[Исходные строки]
***

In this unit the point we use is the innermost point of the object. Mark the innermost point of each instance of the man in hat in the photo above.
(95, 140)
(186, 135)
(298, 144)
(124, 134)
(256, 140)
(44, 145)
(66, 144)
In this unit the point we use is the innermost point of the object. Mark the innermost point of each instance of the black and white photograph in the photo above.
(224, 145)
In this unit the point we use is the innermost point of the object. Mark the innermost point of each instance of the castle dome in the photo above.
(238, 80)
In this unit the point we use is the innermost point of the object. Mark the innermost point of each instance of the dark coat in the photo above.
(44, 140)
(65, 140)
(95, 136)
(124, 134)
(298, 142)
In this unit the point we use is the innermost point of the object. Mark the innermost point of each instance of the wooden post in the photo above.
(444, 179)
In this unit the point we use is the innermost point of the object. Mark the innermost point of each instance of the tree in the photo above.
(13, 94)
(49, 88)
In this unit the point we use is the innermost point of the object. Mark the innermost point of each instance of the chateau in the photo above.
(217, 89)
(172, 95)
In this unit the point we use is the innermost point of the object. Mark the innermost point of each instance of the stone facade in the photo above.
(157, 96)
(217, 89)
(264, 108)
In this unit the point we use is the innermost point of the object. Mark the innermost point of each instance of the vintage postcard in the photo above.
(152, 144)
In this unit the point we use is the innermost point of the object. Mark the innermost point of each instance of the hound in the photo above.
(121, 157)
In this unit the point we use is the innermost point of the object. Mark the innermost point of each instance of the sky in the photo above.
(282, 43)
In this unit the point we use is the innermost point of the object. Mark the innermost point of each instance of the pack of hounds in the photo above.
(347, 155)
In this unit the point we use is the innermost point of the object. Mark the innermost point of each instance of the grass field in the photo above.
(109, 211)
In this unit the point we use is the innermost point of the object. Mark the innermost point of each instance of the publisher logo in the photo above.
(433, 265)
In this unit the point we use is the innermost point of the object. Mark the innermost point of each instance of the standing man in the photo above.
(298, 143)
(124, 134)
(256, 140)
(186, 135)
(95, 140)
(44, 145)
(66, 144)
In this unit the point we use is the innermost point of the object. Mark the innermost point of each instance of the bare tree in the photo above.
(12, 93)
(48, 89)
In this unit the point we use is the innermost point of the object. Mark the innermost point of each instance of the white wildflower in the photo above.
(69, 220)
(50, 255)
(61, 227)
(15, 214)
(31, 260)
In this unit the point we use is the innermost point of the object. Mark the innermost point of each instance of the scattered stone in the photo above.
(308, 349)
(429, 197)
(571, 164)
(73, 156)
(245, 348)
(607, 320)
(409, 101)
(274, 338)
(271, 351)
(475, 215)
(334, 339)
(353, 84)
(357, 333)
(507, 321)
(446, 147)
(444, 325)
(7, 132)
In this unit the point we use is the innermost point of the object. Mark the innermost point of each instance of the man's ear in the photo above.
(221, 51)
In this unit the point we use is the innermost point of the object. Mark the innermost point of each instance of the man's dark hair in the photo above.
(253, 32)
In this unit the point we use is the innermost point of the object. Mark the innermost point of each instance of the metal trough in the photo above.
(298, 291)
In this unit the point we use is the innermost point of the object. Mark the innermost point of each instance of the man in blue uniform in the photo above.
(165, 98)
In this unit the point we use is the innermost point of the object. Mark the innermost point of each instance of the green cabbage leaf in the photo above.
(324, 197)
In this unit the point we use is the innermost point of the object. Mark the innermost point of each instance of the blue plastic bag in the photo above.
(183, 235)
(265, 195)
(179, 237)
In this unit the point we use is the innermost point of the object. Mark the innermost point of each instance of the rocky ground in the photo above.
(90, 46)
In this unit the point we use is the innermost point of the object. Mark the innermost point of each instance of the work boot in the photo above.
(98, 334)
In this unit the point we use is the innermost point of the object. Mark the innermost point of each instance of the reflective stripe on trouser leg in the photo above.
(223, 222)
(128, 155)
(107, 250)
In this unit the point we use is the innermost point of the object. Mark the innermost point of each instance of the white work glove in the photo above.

***

**Задание**
Оформите все строки выше в виде таблицы Markdown со столбцами «Номер» и «Строка», пропустив пустые строки.

**Ответ на задание**
| Номер | Строка |
|---|---|
| 1 | In this unit the point we use is the innermost point of the object. Mark the innermost point of each instance of the man in hat in the photo above. |
| 2 | (95, 140) |
| 3 | (186, 135) |
| 4 | (298, 144) |
| 5 | (124, 134) |
| 6 | (256, 140) |
| 7 | (44, 145) |
| 8 | (66, 144) |
| 9 | In this unit the point we use is the innermost point of the object. Mark the innermost point of each instance of the black and white photograph in the photo above. |
| 10 | (224, 145) |
| 11 | In this unit the point we use is the innermost point of the object. Mark the innermost point of each instance of the castle dome in the photo above. |
| 12 | (238, 80) |
| 13 | In this unit the point we use is the innermost point of the object. Mark the innermost point of each instance of the dark coat in the photo above. |
| 14 | (44, 140) |
| 15 | (65, 140) |
| 16 | (95, 136) |
| 17 | (124, 134) |
| 18 | (298, 142) |
| 19 | In this unit the point we use is the innermost point of the object. Mark the innermost point of each instance of the wooden post in the photo above. |
| 20 | (444, 179) |
| 21 | In this unit the point we use is the innermost point of the object. Mark the innermost point of each instance of the tree in the photo above. |
| 22 | (13, 94) |
| 23 | (49, 88) |
| 24 | In this unit the point we use is the innermost point of the object. Mark the innermost point of each instance of the chateau in the photo above. |
| 25 | (217, 89) |
| 26 | (172, 95) |
| 27 | In this unit the point we use is the innermost point of the object. Mark the innermost point of each instance of the stone facade in the photo above. |
| 28 | (157, 96) |
| 29 | (217, 89) |
| 30 | (264, 108) |
| 31 | In this unit the point we use is the innermost point of the object. Mark the innermost point of each instance of the vintage postcard in the photo above. |
| 32 | (152, 144) |
| 33 | In this unit the point we use is the innermost point of the object. Mark the innermost point of each instance of the hound in the photo above. |
| 34 | (121, 157) |
| 35 | In this unit the point we use is the innermost point of the object. Mark the innermost point of each instance of the sky in the photo above. |
| 36 | (282, 43) |
| 37 | In this unit the point we use is the innermost point of the object. Mark the innermost point of each instance of the pack of hounds in the photo above. |
| 38 | (347, 155) |
| 39 | In this unit the point we use is the innermost point of the object. Mark the innermost point of each instance of the grass field in the photo above. |
| 40 | (109, 211) |
| 41 | In this unit the point we use is the innermost point of the object. Mark the innermost point of each instance of the publisher logo in the photo above. |
| 42 | (433, 265) |
| 43 | In this unit the point we use is the innermost point of the object. Mark the innermost point of each instance of the standing man in the photo above. |
| 44 | (298, 143) |
| 45 | (124, 134) |
| 46 | (256, 140) |
| 47 | (186, 135) |
| 48 | (95, 140) |
| 49 | (44, 145) |
| 50 | (66, 144) |
| 51 | In this unit the point we use is the innermost point of the object. Mark the innermost point of each instance of the bare tree in the photo above. |
| 52 | (12, 93) |
| 53 | (48, 89) |
| 54 | In this unit the point we use is the innermost point of the object. Mark the innermost point of each instance of the white wildflower in the photo above. |
| 55 | (69, 220) |
| 56 | (50, 255) |
| 57 | (61, 227) |
| 58 | (15, 214) |
| 59 | (31, 260) |
| 60 | In this unit the point we use is the innermost point of the object. Mark the innermost point of each instance of the scattered stone in the photo above. |
| 61 | (308, 349) |
| 62 | (429, 197) |
| 63 | (571, 164) |
| 64 | (73, 156) |
| 65 | (245, 348) |
| 66 | (607, 320) |
| 67 | (409, 101) |
| 68 | (274, 338) |
| 69 | (271, 351) |
| 70 | (475, 215) |
| 71 | (334, 339) |
| 72 | (353, 84) |
| 73 | (357, 333) |
| 74 | (507, 321) |
| 75 | (446, 147) |
| 76 | (444, 325) |
| 77 | (7, 132) |
| 78 | In this unit the point we use is the innermost point of the object. Mark the innermost point of each instance of the man's ear in the photo above. |
| 79 | (221, 51) |
| 80 | In this unit the point we use is the innermost point of the object. Mark the innermost point of each instance of the man's dark hair in the photo above. |
| 81 | (253, 32) |
| 82 | In this unit the point we use is the innermost point of the object. Mark the innermost point of each instance of the metal trough in the photo above. |
| 83 | (298, 291) |
| 84 | In this unit the point we use is the innermost point of the object. Mark the innermost point of each instance of the man in blue uniform in the photo above. |
| 85 | (165, 98) |
| 86 | In this unit the point we use is the innermost point of the object. Mark the innermost point of each instance of the green cabbage leaf in the photo above. |
| 87 | (324, 197) |
| 88 | In this unit the point we use is the innermost point of the object. Mark the innermost point of each instance of the blue plastic bag in the photo above. |
| 89 | (183, 235) |
| 90 | (265, 195) |
| 91 | (179, 237) |
| 92 | In this unit the point we use is the innermost point of the object. Mark the innermost point of each instance of the rocky ground in the photo above. |
| 93 | (90, 46) |
| 94 | In this unit the point we use is the innermost point of the object. Mark the innermost point of each instance of the work boot in the photo above. |
| 95 | (98, 334) |
| 96 | In this unit the point we use is the innermost point of the object. Mark the innermost point of each instance of the reflective stripe on trouser leg in the photo above. |
| 97 | (223, 222) |
| 98 | (128, 155) |
| 99 | (107, 250) |
| 100 | In this unit the point we use is the innermost point of the object. Mark the innermost point of each instance of the white work glove in the photo above. |